§ Given passage
■ ■ ■ ■ ■

American writer and illustrator

Daniel Alan Brereton (born November 22, San Francisco Bay Area) is an American writer and illustrator who has produced notable work in the comic book field.

==Biography==
===Early life===
Dan Brereton attended the California College of the Arts and the Academy of Art College. He stated in a 2014 interview that "One of earliest memories of drawing monsters is from kindergarten. Our teacher asked us one afternoon what we wanted to do with the hour we had left in class and I yelled out, 'Let’s draw monsters!'...So to my mind, anyway, monsters are the purest product of our imaginations, whether they be good or bad or just plain wild. That idea never ceases to inspire me and find its way into my work."

===Career===
====Comic books====
He is known for his skills as a painter and his distinctive character designs. His first published work in the comics industry was the story "Lost Causes Chapter 1" in Merchants of Death #1 (July 1988) published by Eclipse Comics and he painted the Black Terror limited series in 1989–1990. Brereton gained further attention for his work on Batman: Thrillkiller, Superman and Batman: Legends of the World's Finest, Giantkiller, and JLA: Seven Caskets, His most famous work is his own series The Nocturnals.

Image Comics published Dan Brereton: The Goddess & The Monster, a collection of his work, in August 2010. Brereton wrote and drew a Batman story for DC Comics' digital first anthology series Legends of the Dark Knight in December 2015.

====Other work====
Outside the comic book field, Brereton's work includes the package illustration for a video game called "Machine Head," billboard and advertising art for Rawhide (a Wild West park in Scottsdale, Arizona), concept art for Pressman Films, the television show Numb3rs, development for Walt Disney Television Animation and album covers for the bands Toto, Fireball Ministry, Sote, Ghoultown, and Rob Zombie's Hellbilly Deluxe.

■ ■ ■ ■ ■

§ Items
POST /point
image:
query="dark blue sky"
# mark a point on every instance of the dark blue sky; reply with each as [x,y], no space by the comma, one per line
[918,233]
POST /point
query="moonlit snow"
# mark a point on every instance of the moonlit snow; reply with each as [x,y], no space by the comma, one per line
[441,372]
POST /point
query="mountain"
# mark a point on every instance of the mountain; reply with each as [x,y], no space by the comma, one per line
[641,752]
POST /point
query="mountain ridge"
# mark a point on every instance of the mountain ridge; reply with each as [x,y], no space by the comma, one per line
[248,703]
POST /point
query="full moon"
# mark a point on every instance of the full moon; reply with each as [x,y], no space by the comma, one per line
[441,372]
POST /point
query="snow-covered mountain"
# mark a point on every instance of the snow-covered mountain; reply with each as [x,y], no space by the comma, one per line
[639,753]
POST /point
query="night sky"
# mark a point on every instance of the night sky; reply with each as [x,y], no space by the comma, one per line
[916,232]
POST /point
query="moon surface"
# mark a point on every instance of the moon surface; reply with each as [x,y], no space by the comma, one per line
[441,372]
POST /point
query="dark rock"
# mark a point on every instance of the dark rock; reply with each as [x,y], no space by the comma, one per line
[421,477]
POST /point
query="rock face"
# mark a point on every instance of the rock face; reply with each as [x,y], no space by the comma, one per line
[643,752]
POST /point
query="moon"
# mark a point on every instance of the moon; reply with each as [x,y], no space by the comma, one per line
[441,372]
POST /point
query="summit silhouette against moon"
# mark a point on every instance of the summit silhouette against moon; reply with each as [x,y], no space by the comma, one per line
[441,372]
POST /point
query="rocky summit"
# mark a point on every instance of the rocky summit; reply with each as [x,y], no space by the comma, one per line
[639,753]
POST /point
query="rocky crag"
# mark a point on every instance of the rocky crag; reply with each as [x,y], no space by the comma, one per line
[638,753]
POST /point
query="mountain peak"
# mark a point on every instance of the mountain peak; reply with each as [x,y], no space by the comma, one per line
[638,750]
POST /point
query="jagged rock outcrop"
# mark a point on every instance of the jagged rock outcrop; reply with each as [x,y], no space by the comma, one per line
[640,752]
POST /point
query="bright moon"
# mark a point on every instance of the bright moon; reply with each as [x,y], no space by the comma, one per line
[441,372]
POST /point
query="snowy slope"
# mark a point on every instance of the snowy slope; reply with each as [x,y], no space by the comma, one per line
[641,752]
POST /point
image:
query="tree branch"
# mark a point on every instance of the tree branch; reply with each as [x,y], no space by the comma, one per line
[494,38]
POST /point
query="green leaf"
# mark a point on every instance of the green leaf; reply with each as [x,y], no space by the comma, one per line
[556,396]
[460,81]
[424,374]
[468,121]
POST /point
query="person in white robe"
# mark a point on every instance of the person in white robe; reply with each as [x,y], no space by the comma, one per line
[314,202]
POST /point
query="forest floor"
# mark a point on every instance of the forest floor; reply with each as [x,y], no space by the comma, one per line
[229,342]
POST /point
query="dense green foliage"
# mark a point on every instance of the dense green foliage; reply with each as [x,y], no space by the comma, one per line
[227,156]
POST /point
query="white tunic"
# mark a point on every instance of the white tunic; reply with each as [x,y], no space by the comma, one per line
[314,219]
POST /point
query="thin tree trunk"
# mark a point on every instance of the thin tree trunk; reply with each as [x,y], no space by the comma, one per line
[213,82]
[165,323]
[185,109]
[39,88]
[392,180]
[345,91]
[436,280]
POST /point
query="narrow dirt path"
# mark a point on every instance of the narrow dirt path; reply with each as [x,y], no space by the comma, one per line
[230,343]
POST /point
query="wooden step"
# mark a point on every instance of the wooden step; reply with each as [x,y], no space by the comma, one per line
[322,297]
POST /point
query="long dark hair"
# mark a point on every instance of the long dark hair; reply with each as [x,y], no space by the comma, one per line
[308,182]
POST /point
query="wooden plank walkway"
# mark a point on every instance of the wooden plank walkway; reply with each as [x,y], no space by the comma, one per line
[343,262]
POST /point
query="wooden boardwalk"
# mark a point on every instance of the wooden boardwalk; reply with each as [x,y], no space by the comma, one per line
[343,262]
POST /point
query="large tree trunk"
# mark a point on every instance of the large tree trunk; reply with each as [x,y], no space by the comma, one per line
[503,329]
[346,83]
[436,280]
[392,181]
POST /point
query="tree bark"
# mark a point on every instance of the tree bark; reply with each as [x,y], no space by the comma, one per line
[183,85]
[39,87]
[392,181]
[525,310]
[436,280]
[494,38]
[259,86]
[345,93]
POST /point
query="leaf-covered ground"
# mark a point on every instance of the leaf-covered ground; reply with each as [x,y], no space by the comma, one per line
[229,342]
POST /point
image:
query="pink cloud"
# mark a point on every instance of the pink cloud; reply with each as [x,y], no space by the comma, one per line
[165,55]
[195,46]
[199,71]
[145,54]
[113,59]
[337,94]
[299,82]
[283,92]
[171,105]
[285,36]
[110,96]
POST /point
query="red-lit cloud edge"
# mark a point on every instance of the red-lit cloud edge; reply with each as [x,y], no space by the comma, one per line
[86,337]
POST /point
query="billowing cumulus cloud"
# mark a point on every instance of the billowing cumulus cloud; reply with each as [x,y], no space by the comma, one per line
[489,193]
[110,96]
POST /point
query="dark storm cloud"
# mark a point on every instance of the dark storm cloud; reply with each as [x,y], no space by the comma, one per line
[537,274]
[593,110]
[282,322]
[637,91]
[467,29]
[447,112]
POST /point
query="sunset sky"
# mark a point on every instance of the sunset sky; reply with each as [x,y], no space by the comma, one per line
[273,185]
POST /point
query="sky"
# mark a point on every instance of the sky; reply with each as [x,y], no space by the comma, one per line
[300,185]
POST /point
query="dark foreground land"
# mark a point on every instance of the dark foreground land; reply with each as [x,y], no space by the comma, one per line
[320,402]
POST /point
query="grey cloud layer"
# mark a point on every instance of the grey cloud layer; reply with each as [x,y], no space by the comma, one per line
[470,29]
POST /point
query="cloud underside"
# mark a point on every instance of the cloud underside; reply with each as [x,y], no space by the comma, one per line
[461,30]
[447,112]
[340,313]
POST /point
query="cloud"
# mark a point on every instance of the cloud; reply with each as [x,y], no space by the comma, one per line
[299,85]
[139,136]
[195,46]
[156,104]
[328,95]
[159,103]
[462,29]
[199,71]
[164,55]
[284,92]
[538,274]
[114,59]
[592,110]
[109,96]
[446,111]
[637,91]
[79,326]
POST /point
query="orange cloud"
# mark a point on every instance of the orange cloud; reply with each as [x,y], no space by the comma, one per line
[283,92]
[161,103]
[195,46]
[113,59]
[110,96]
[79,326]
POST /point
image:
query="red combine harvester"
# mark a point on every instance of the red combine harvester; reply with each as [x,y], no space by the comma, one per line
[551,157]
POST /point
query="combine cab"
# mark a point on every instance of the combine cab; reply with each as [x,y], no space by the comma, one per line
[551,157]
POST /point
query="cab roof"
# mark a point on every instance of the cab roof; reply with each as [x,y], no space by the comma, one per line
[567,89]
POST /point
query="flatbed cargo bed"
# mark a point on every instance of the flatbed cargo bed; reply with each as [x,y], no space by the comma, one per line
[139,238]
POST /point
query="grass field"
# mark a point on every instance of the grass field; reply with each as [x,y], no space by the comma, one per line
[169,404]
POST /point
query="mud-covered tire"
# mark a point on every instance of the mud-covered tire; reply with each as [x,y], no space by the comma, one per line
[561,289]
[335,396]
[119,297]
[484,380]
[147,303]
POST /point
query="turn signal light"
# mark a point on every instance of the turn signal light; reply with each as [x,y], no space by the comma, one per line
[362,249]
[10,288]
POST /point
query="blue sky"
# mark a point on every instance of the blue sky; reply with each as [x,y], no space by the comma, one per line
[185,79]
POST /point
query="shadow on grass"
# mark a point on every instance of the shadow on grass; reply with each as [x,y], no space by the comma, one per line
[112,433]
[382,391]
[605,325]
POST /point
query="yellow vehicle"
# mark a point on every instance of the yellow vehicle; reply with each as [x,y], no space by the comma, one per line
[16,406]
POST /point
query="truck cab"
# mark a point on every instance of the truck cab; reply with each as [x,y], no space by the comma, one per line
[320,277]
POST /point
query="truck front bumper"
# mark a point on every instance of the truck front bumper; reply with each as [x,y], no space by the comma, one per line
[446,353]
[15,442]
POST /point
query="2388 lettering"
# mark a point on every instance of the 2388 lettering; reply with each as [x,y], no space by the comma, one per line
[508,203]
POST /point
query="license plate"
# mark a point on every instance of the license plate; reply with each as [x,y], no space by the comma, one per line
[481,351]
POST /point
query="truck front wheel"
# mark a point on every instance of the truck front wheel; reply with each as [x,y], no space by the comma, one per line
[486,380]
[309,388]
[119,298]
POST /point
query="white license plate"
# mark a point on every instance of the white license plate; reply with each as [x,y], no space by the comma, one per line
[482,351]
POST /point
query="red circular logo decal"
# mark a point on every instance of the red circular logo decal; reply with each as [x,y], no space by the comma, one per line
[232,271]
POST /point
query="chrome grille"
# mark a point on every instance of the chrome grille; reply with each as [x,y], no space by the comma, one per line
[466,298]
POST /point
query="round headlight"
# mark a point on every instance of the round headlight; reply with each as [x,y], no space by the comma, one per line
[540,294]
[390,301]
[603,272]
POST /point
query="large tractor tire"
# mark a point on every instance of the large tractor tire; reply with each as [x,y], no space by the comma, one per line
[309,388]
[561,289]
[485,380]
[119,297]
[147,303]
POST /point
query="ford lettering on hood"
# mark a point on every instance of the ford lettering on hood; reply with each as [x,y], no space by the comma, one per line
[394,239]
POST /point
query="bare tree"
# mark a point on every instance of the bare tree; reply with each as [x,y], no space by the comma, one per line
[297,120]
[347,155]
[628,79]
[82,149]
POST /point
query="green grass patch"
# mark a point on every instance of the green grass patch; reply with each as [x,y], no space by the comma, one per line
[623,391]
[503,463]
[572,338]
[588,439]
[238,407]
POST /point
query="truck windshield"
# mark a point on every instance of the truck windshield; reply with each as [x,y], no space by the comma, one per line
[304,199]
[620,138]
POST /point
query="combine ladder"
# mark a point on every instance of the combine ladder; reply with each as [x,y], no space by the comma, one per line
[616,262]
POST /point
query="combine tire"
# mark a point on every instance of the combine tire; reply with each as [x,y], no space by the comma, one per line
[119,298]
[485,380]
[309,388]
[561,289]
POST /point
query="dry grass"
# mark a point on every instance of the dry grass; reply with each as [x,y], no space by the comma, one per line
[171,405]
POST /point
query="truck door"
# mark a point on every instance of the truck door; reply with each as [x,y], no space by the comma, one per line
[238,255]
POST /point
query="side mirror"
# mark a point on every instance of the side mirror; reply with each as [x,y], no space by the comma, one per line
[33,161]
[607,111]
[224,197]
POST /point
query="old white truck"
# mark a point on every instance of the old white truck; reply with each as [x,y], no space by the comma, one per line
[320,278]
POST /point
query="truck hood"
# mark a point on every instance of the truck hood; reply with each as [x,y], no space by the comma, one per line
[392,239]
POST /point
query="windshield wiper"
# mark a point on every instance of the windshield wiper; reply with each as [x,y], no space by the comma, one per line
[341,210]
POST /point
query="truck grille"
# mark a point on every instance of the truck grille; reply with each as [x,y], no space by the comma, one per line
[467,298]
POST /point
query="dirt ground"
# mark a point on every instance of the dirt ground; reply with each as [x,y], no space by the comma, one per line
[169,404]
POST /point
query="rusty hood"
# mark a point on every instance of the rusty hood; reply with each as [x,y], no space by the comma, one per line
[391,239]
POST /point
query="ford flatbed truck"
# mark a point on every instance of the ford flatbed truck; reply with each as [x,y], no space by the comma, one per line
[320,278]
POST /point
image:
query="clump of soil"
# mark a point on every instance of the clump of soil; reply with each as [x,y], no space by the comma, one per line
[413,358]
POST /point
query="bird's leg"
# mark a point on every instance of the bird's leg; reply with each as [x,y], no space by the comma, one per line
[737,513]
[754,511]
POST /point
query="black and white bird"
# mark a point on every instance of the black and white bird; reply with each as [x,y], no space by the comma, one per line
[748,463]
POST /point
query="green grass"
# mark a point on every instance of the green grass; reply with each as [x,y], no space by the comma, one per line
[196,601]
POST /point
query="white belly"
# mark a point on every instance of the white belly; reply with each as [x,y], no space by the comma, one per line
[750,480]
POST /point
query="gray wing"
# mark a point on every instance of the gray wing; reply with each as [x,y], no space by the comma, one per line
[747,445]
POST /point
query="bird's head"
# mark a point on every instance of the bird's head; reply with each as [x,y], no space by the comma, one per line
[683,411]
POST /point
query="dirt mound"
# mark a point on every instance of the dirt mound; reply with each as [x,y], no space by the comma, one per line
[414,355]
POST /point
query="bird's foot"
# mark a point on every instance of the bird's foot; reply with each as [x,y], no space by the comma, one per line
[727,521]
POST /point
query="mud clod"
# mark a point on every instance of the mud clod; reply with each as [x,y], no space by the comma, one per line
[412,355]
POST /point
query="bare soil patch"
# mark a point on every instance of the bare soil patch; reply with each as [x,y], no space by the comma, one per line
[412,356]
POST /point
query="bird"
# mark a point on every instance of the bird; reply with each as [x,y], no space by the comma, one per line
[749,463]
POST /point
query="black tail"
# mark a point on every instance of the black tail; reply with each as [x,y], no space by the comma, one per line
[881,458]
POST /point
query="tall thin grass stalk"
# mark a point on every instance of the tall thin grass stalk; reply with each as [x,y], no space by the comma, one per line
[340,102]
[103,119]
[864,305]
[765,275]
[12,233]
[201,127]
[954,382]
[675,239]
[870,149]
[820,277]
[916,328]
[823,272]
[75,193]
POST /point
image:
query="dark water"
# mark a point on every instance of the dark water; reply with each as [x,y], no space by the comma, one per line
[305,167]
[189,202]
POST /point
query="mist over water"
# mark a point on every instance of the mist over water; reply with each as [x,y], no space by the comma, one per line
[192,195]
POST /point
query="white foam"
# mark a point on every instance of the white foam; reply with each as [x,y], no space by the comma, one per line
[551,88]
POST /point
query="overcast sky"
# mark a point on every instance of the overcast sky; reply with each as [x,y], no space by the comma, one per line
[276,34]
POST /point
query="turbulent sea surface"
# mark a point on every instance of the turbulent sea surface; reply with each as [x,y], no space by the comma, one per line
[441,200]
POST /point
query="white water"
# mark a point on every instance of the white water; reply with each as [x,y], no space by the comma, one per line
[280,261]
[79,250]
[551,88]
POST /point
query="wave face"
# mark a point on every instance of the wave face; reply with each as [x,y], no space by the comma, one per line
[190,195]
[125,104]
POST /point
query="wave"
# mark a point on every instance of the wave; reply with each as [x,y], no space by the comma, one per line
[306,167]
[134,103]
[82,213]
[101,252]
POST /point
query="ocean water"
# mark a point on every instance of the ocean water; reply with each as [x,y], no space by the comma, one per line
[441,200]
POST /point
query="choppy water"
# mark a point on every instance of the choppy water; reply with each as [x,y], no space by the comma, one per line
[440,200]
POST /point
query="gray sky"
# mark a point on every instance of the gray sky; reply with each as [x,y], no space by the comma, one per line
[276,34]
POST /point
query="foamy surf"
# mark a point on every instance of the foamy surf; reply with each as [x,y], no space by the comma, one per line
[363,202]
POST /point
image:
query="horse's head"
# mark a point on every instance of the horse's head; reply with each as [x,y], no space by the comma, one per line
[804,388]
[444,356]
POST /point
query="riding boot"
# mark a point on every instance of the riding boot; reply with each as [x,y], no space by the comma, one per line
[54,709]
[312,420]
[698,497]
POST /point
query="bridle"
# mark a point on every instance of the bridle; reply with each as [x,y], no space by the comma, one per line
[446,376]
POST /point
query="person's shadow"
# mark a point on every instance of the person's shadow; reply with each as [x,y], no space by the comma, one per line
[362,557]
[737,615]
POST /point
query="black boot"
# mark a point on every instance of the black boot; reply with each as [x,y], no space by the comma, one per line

■ ■ ■ ■ ■

§ What is needed
Can you return the part of the Dan Brereton text from "Daniel Alan Brereton" up to and including "comic book field.", copied word for word?

§ Finished task
Daniel Alan Brereton (born November 22, San Francisco Bay Area) is an American writer and illustrator who has produced notable work in the comic book field.